## Your task
Rescale the part of the records that opens with the line containing "Isolate the glossy" and closes with the line containing "left=166, top=45, right=197, bottom=72", both included. Reproduce every line of that part, requests too, multiplying each box coordinate in the answers by 1.55 and rounding to a whole number, with halves rounded up.
= = = =
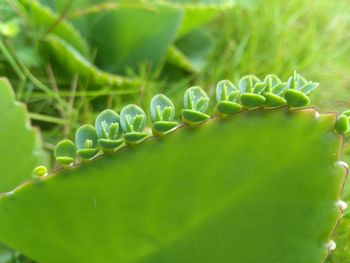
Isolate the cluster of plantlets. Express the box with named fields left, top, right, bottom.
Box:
left=0, top=73, right=349, bottom=263
left=34, top=72, right=344, bottom=171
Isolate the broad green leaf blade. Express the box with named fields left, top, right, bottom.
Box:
left=82, top=4, right=183, bottom=73
left=177, top=4, right=228, bottom=38
left=19, top=0, right=90, bottom=57
left=0, top=78, right=43, bottom=192
left=46, top=35, right=139, bottom=86
left=0, top=108, right=344, bottom=263
left=173, top=29, right=214, bottom=71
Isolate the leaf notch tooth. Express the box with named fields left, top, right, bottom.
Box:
left=336, top=200, right=348, bottom=214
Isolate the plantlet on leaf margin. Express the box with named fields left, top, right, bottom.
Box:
left=54, top=140, right=77, bottom=166
left=284, top=71, right=319, bottom=107
left=216, top=80, right=242, bottom=116
left=239, top=75, right=266, bottom=108
left=75, top=124, right=98, bottom=160
left=95, top=109, right=124, bottom=152
left=32, top=165, right=47, bottom=177
left=181, top=86, right=210, bottom=125
left=151, top=94, right=177, bottom=135
left=263, top=74, right=287, bottom=108
left=335, top=110, right=350, bottom=134
left=120, top=104, right=148, bottom=144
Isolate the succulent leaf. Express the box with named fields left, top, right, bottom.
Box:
left=151, top=94, right=177, bottom=135
left=272, top=82, right=288, bottom=96
left=335, top=110, right=350, bottom=134
left=95, top=109, right=122, bottom=140
left=33, top=165, right=47, bottom=177
left=75, top=124, right=98, bottom=160
left=181, top=86, right=209, bottom=125
left=0, top=77, right=46, bottom=192
left=216, top=80, right=242, bottom=116
left=300, top=81, right=319, bottom=95
left=0, top=108, right=344, bottom=263
left=216, top=80, right=239, bottom=102
left=263, top=74, right=281, bottom=92
left=264, top=92, right=287, bottom=107
left=120, top=104, right=148, bottom=143
left=151, top=94, right=175, bottom=122
left=284, top=89, right=310, bottom=107
left=239, top=75, right=260, bottom=93
left=54, top=140, right=77, bottom=166
left=239, top=93, right=266, bottom=108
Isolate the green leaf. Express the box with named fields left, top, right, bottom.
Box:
left=75, top=124, right=98, bottom=160
left=78, top=4, right=183, bottom=74
left=215, top=80, right=239, bottom=102
left=150, top=94, right=175, bottom=122
left=181, top=86, right=210, bottom=125
left=120, top=104, right=148, bottom=144
left=54, top=140, right=77, bottom=165
left=335, top=115, right=350, bottom=134
left=0, top=78, right=45, bottom=192
left=284, top=89, right=310, bottom=107
left=173, top=29, right=214, bottom=71
left=32, top=165, right=47, bottom=177
left=239, top=93, right=266, bottom=108
left=19, top=0, right=90, bottom=57
left=45, top=35, right=139, bottom=86
left=95, top=109, right=122, bottom=140
left=263, top=92, right=287, bottom=107
left=0, top=108, right=344, bottom=263
left=177, top=4, right=229, bottom=38
left=239, top=75, right=260, bottom=93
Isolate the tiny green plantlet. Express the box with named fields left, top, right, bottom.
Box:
left=150, top=94, right=177, bottom=135
left=120, top=104, right=148, bottom=144
left=95, top=109, right=124, bottom=152
left=75, top=124, right=99, bottom=160
left=216, top=80, right=243, bottom=116
left=181, top=86, right=210, bottom=125
left=335, top=110, right=350, bottom=134
left=239, top=75, right=266, bottom=109
left=0, top=75, right=350, bottom=263
left=263, top=74, right=287, bottom=108
left=284, top=72, right=319, bottom=107
left=33, top=165, right=47, bottom=177
left=54, top=140, right=77, bottom=166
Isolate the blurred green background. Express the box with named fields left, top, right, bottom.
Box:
left=0, top=0, right=350, bottom=263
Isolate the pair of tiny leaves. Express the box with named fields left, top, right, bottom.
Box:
left=54, top=104, right=148, bottom=166
left=216, top=72, right=318, bottom=115
left=335, top=110, right=350, bottom=134
left=54, top=97, right=177, bottom=166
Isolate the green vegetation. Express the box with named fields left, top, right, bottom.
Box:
left=0, top=0, right=350, bottom=263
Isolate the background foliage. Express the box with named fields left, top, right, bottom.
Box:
left=0, top=0, right=350, bottom=262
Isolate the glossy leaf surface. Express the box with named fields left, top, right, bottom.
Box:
left=0, top=78, right=43, bottom=192
left=0, top=108, right=344, bottom=263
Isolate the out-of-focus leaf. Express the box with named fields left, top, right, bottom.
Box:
left=42, top=35, right=138, bottom=86
left=78, top=4, right=183, bottom=73
left=176, top=29, right=214, bottom=70
left=0, top=78, right=42, bottom=192
left=20, top=0, right=90, bottom=59
left=166, top=45, right=197, bottom=72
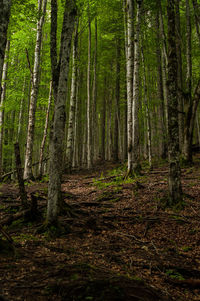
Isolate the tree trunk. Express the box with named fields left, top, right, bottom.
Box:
left=87, top=4, right=92, bottom=169
left=0, top=40, right=10, bottom=174
left=113, top=38, right=120, bottom=162
left=47, top=0, right=76, bottom=224
left=142, top=49, right=152, bottom=169
left=38, top=81, right=52, bottom=178
left=0, top=0, right=11, bottom=87
left=66, top=20, right=78, bottom=173
left=14, top=142, right=27, bottom=207
left=126, top=0, right=134, bottom=175
left=24, top=0, right=47, bottom=180
left=92, top=18, right=98, bottom=160
left=132, top=0, right=142, bottom=174
left=175, top=0, right=184, bottom=149
left=167, top=0, right=182, bottom=206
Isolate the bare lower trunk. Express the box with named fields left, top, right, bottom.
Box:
left=0, top=41, right=10, bottom=174
left=87, top=7, right=92, bottom=169
left=132, top=1, right=142, bottom=174
left=66, top=20, right=78, bottom=172
left=47, top=0, right=76, bottom=224
left=38, top=81, right=52, bottom=177
left=24, top=0, right=47, bottom=179
left=126, top=0, right=134, bottom=174
left=167, top=0, right=182, bottom=206
left=0, top=0, right=11, bottom=87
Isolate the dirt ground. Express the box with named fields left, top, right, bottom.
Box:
left=0, top=157, right=200, bottom=301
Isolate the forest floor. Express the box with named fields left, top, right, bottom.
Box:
left=0, top=156, right=200, bottom=301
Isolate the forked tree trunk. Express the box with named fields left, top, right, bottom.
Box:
left=66, top=20, right=78, bottom=173
left=24, top=0, right=47, bottom=180
left=167, top=0, right=182, bottom=206
left=0, top=40, right=10, bottom=174
left=47, top=0, right=76, bottom=224
left=132, top=0, right=142, bottom=174
left=38, top=81, right=52, bottom=178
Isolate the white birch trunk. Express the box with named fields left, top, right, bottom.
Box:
left=47, top=0, right=76, bottom=224
left=0, top=40, right=10, bottom=174
left=38, top=81, right=52, bottom=177
left=0, top=0, right=11, bottom=87
left=66, top=20, right=78, bottom=173
left=126, top=0, right=134, bottom=175
left=24, top=0, right=47, bottom=179
left=132, top=1, right=142, bottom=174
left=87, top=7, right=92, bottom=169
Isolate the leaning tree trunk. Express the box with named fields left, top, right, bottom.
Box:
left=24, top=0, right=47, bottom=180
left=167, top=0, right=182, bottom=206
left=0, top=40, right=10, bottom=174
left=132, top=0, right=142, bottom=174
left=47, top=0, right=76, bottom=224
left=0, top=0, right=11, bottom=87
left=66, top=20, right=78, bottom=173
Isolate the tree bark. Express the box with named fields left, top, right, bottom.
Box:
left=47, top=0, right=76, bottom=224
left=87, top=4, right=92, bottom=169
left=126, top=0, right=134, bottom=175
left=132, top=0, right=142, bottom=174
left=0, top=40, right=10, bottom=174
left=24, top=0, right=47, bottom=180
left=66, top=20, right=78, bottom=173
left=167, top=0, right=182, bottom=206
left=38, top=81, right=52, bottom=178
left=14, top=142, right=27, bottom=206
left=0, top=0, right=11, bottom=87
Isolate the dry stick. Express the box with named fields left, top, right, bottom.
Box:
left=14, top=142, right=27, bottom=206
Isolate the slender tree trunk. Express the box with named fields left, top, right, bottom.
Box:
left=156, top=7, right=167, bottom=159
left=167, top=0, right=182, bottom=206
left=47, top=0, right=76, bottom=224
left=66, top=19, right=78, bottom=173
left=113, top=38, right=120, bottom=162
left=24, top=0, right=47, bottom=179
left=192, top=0, right=200, bottom=44
left=183, top=0, right=193, bottom=163
left=126, top=0, right=134, bottom=175
left=175, top=0, right=184, bottom=149
left=38, top=81, right=52, bottom=178
left=14, top=142, right=28, bottom=207
left=132, top=0, right=142, bottom=174
left=0, top=40, right=10, bottom=174
left=0, top=0, right=11, bottom=87
left=87, top=5, right=92, bottom=169
left=157, top=0, right=168, bottom=131
left=142, top=49, right=152, bottom=169
left=92, top=18, right=98, bottom=160
left=17, top=77, right=26, bottom=142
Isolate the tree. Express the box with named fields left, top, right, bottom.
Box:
left=0, top=0, right=11, bottom=87
left=167, top=0, right=182, bottom=206
left=47, top=0, right=76, bottom=224
left=24, top=0, right=47, bottom=179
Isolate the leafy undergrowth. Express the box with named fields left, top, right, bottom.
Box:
left=0, top=157, right=200, bottom=301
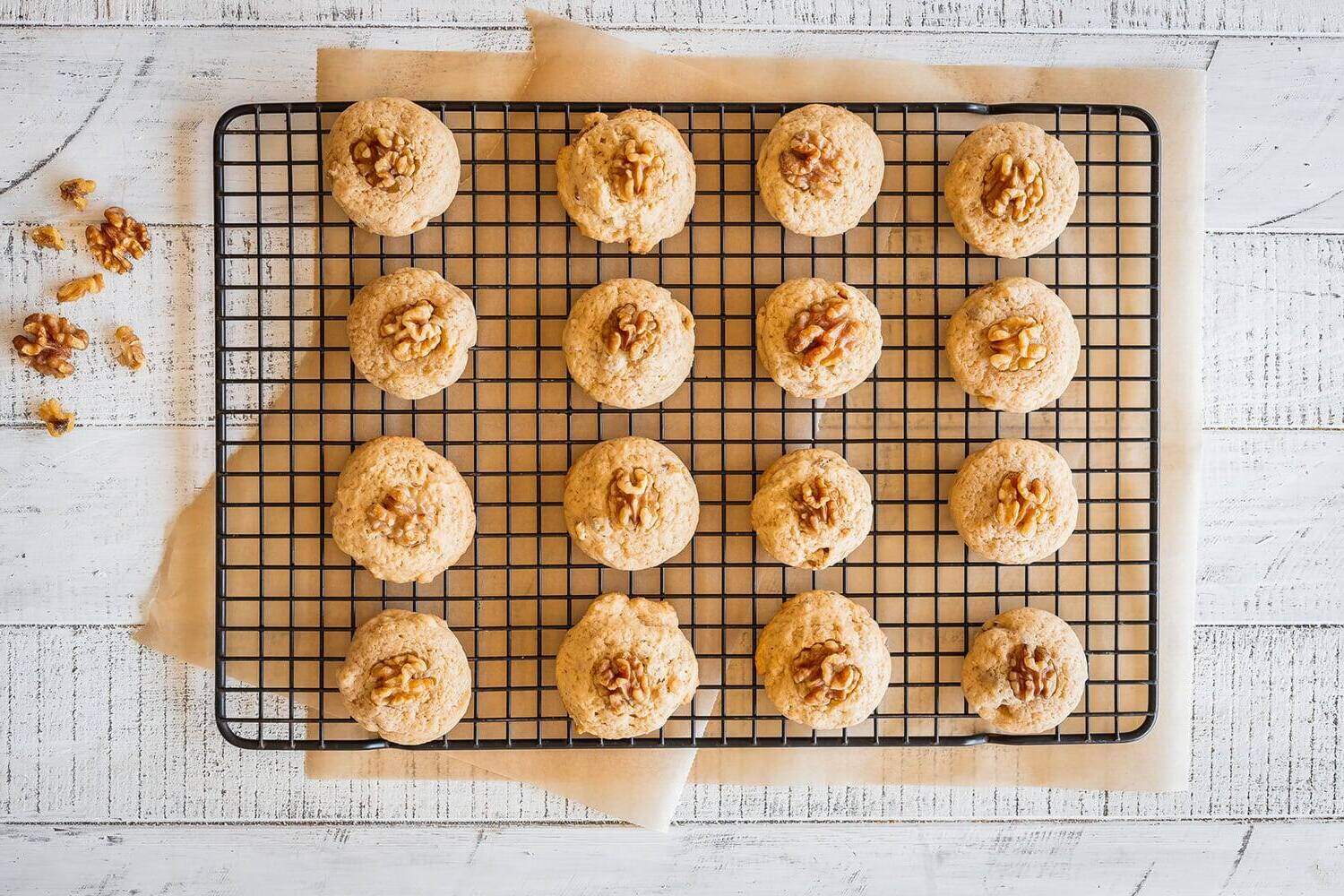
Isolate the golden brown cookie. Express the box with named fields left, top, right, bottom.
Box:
left=338, top=610, right=472, bottom=745
left=556, top=592, right=701, bottom=739
left=324, top=97, right=462, bottom=237
left=755, top=591, right=892, bottom=729
left=961, top=607, right=1088, bottom=735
= = = =
## The response
Isolate the glossy leaf surface. Express the box with named fields left, top, right, bottom.
Box:
left=0, top=121, right=67, bottom=298
left=0, top=167, right=533, bottom=408
Isolate the out-of-focus leaf. Express the box with named fields left, top, right, bottom.
Box:
left=65, top=54, right=214, bottom=133
left=121, top=6, right=284, bottom=113
left=273, top=45, right=332, bottom=109
left=0, top=121, right=65, bottom=298
left=31, top=0, right=140, bottom=91
left=257, top=70, right=305, bottom=112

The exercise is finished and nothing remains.